* _Short task_: Reproduce all of the records below with "innermost point" substituted by "most central point" throughout, leaving everything else unchanged. Omit the pictures from your answer.

* _Data supplied_:
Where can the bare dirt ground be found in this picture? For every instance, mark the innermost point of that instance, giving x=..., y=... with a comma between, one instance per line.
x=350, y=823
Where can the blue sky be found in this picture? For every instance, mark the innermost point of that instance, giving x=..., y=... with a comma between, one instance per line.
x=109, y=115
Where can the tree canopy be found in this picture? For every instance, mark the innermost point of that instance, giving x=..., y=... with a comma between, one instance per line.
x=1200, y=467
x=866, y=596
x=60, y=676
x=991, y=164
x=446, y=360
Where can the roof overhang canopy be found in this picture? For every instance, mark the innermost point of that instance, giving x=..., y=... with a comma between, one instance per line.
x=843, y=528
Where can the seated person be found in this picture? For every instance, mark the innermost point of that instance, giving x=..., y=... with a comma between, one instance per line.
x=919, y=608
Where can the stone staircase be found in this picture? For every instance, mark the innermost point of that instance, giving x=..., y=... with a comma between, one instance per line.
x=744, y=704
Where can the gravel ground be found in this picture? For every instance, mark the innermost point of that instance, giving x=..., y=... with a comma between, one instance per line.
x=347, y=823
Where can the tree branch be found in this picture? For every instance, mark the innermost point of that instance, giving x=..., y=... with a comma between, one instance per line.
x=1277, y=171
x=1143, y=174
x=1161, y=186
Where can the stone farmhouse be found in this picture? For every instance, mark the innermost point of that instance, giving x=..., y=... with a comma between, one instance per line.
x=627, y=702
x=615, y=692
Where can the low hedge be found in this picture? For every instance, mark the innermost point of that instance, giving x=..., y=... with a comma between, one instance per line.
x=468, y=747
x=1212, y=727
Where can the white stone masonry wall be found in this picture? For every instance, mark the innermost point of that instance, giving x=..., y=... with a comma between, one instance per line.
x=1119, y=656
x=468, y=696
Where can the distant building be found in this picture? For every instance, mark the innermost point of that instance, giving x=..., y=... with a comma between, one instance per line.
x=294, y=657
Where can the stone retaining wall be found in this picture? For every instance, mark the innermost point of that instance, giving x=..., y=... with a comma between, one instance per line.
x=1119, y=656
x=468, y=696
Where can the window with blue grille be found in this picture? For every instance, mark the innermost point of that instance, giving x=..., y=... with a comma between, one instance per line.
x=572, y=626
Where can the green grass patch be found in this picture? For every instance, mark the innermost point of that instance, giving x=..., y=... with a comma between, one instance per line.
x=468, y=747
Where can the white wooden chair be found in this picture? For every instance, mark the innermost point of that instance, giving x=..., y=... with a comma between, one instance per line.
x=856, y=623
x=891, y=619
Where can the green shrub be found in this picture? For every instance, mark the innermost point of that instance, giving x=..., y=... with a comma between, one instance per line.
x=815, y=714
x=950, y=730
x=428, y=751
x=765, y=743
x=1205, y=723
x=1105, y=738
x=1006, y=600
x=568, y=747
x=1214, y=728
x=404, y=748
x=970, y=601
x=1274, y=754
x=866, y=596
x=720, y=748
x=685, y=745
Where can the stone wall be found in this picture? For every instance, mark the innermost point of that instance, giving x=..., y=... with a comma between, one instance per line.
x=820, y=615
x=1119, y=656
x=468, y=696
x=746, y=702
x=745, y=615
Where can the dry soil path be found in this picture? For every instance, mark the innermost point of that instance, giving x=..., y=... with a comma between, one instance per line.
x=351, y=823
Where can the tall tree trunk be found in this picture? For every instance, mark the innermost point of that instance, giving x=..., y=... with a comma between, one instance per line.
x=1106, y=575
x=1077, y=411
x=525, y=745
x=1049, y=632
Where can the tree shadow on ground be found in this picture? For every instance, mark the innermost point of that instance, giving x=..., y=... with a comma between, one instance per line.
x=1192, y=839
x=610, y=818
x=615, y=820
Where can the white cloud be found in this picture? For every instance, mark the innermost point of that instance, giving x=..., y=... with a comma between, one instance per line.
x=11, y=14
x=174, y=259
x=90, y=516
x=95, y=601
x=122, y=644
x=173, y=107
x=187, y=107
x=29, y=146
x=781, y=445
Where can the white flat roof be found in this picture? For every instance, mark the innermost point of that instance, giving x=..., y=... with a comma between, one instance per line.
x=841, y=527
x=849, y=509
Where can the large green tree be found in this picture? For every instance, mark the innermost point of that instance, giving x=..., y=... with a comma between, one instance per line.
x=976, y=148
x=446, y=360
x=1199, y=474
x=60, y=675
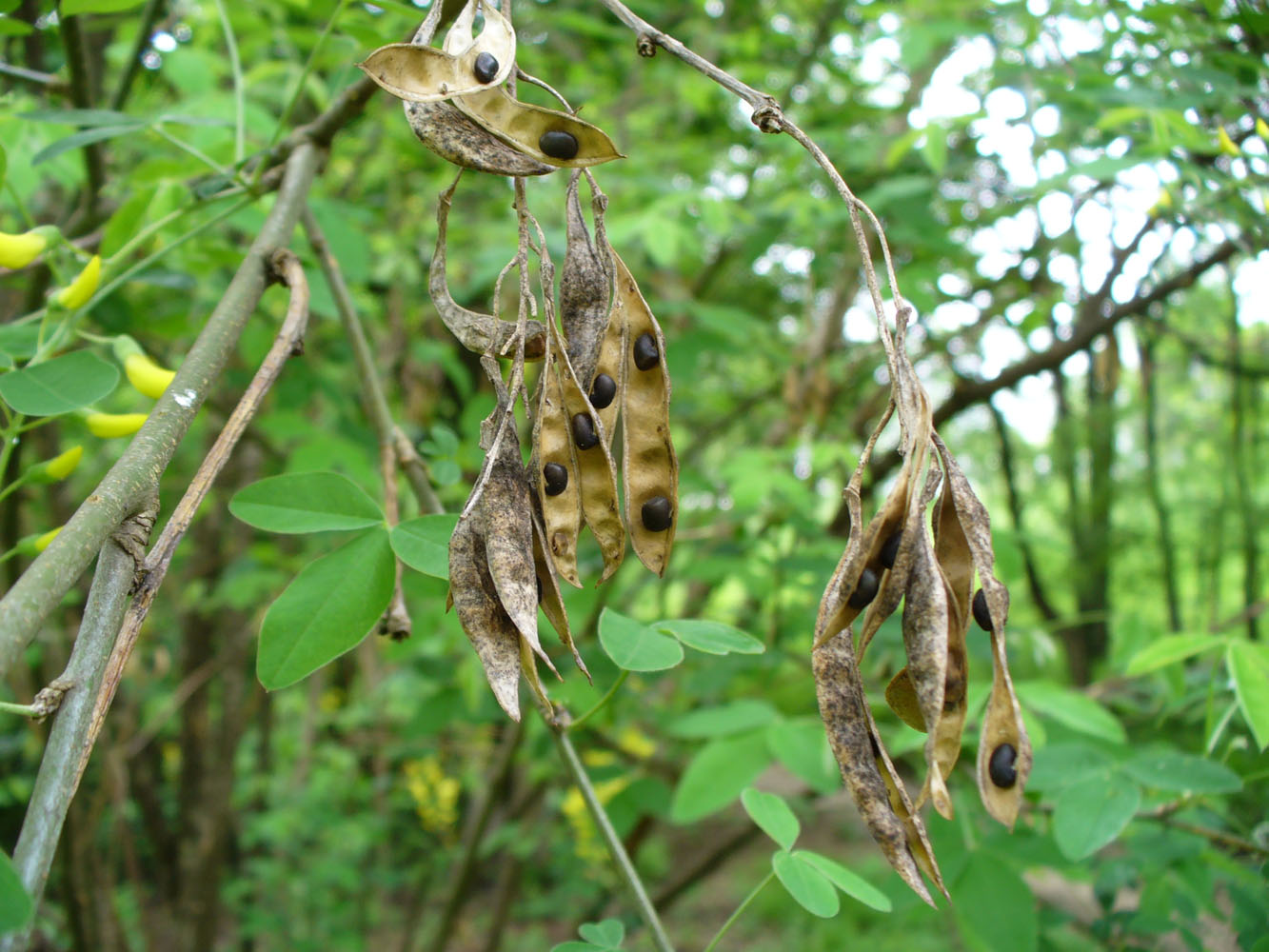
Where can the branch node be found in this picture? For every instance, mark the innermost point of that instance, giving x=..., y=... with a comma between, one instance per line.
x=50, y=699
x=769, y=118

* _Exercise solution_:
Where can the bare dirt ground be found in this picture? For every instance, mark the most central point of that instance, giving x=..., y=... with a comma between, one instance per line.
x=350, y=823
Where can the blue sky be found in this picture? For every instance, mark the most central point of that instance, giving x=..., y=... with a comma between, one instance per line.
x=109, y=115
Where can the tree canopy be found in this picture? For every instance, mark the most central point of that instance, giving x=..., y=... with a comma between, one instance per line.
x=1200, y=467
x=866, y=596
x=60, y=676
x=991, y=164
x=446, y=360
Where can the roof overhang canopy be found in this picture? For every instance, mark the most central point of that instance, giving x=..., y=... with a comma between, one instance per line.
x=843, y=528
Where can the seated person be found in this picture? For every instance, mark the most central point of that instance, giving x=..., y=... with a comma between, one instance per line.
x=919, y=608
Where can the stone staircase be found in this picture? For every instance, mark the most central point of that instance, giving x=..., y=... with a comma between, one instance per line.
x=744, y=704
Where can the gravel ground be found in this picture? For every instance, mark the most central point of that instance, giving x=..., y=... with a comma between, one instance per line.
x=347, y=823
Where can the tree branch be found in this picture? For every instance, mark the most central point of that instance, giving x=..., y=... with a comma between, one instance per line.
x=1277, y=171
x=1143, y=174
x=1161, y=186
Where can the stone farmhouse be found in this picture? For every instance, mark the most central point of that instance, giving x=..., y=... with a comma between, one instance per line.
x=627, y=702
x=615, y=692
Where can the low hedge be found in this picture? For every instance, mark the most central point of that instance, giving x=..., y=... with a comma between, one instance per line.
x=468, y=747
x=1212, y=727
Where can the white stone masonry wall be found in this picture? For every instance, mark the most central point of that instance, giving x=..., y=... with a comma between, one instance per line.
x=1119, y=656
x=468, y=696
Where can the distant building be found in this picture? For every instance, mark the most central point of that instance, giving x=..., y=... with a comma between, one instance per line.
x=294, y=657
Where can the stone retaining wall be found in this picture? For every instance, mark the most central point of that instance, giving x=..., y=... with a comma between, one instance per line.
x=1119, y=656
x=468, y=696
Where can the window with blue grille be found in this picture? For every instance, mark the most central point of that instance, giving x=..., y=... with a comma between, one instance per line.
x=572, y=626
Where can the green grass patch be found in this picture? For every instance, mark the most central point of that instance, giving x=..., y=... with a comma between, one instance per line.
x=468, y=747
Where can the white wooden chair be found in this picture? For every instance, mark the most central point of that instance, giving x=..., y=... with a comma between, one instance per line.
x=856, y=623
x=891, y=619
Where can the green shrub be found in this picture? For every instance, mark the most central point of that instance, giving x=..., y=... with a comma between, one instance per line.
x=815, y=714
x=950, y=730
x=428, y=751
x=765, y=743
x=1205, y=723
x=1105, y=738
x=1006, y=600
x=568, y=747
x=1214, y=728
x=404, y=748
x=970, y=601
x=1274, y=754
x=866, y=596
x=720, y=748
x=685, y=745
Where can the stone wall be found in this picture? For every instance, mark the most central point of that instance, giving x=..., y=... with a comma between, one instance per line.
x=820, y=615
x=1119, y=656
x=468, y=696
x=746, y=702
x=745, y=615
Where can the dry soil path be found in this picture? For every instance, mark the most central point of that instance, giving x=..., y=... with a comma between, one instance per line.
x=351, y=823
Where can the tall tree trunk be found in this picture? For every instance, mark the most central point of that instance, giving x=..., y=... with a comma between, one instance per line.
x=1106, y=575
x=1077, y=411
x=525, y=745
x=1049, y=632
Where can the tree shadow on ground be found in this picture? For every instance, mark the most central point of that instance, giving x=..., y=... with a comma between, one instance per line.
x=1192, y=839
x=610, y=818
x=615, y=820
Where can the white cloud be found in this picture? For every instance, mark the most central point of that instance, giving x=..., y=... with a comma between, one instance per line.
x=11, y=14
x=174, y=259
x=90, y=516
x=95, y=601
x=122, y=644
x=173, y=107
x=187, y=107
x=29, y=146
x=781, y=445
Where can the white flat roof be found in this picture? For every instance, mark the most central point of that instance, giving x=..., y=... with a comma between, one instance per line.
x=841, y=527
x=849, y=509
Where can the large green tree be found in this picture? For every instance, mark the most central point of that instance, giving x=..., y=... with a comma between, one instance per line.
x=976, y=148
x=446, y=360
x=1199, y=474
x=60, y=675
Where can the branch node be found in this picture? For every instance, mark the most central point of that instance, giving x=..., y=... with a comma between, one instance per line.
x=50, y=699
x=769, y=118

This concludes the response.